*Goal*
Rewrite the lines below, changing every "indicate" to "point to" and keeping everything else the same. Leave the pictures out of your answer.

*Records for the exercise*
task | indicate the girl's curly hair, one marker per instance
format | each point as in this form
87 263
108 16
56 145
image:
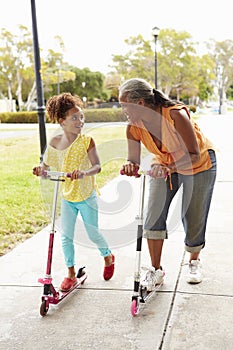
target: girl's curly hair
58 105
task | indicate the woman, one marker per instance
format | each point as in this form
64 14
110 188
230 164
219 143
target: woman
182 153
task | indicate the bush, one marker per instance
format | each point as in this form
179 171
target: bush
91 116
19 117
192 108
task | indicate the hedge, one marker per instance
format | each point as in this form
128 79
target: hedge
91 116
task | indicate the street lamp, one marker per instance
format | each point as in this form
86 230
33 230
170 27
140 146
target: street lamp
220 87
58 76
155 32
84 97
39 85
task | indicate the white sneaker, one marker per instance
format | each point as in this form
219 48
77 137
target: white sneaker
194 274
152 278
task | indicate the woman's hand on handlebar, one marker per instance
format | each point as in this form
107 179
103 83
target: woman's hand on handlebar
37 170
130 169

*Output*
task | point to the girl's curly hair, one marker per instance
format | each point as in this form
87 263
108 16
56 145
image:
target: girl's curly hair
58 105
task | point to the woman, one marker per instance
format | each point as in this form
64 14
110 188
230 164
219 143
target: woman
182 153
task | point to the bush, one marker per instance
format | each point as in this form
179 171
target: bush
91 116
19 117
192 108
task | point to the hedge, one marker per instance
format | each point as in this form
128 79
target: hedge
91 116
task | point to the street lamp, one marker per instance
format | each point as in this form
86 230
33 230
170 27
140 146
target: street lamp
220 87
58 76
155 32
84 97
39 85
task | point to the white sneaker, one marker per instance
format | each point as in this form
219 48
77 137
target: white sneaker
194 274
152 278
task | point to the woman's hand on handlebar, one marker per instance
format | each point as in this form
107 179
103 83
target: woman's hand on handlebar
37 170
130 169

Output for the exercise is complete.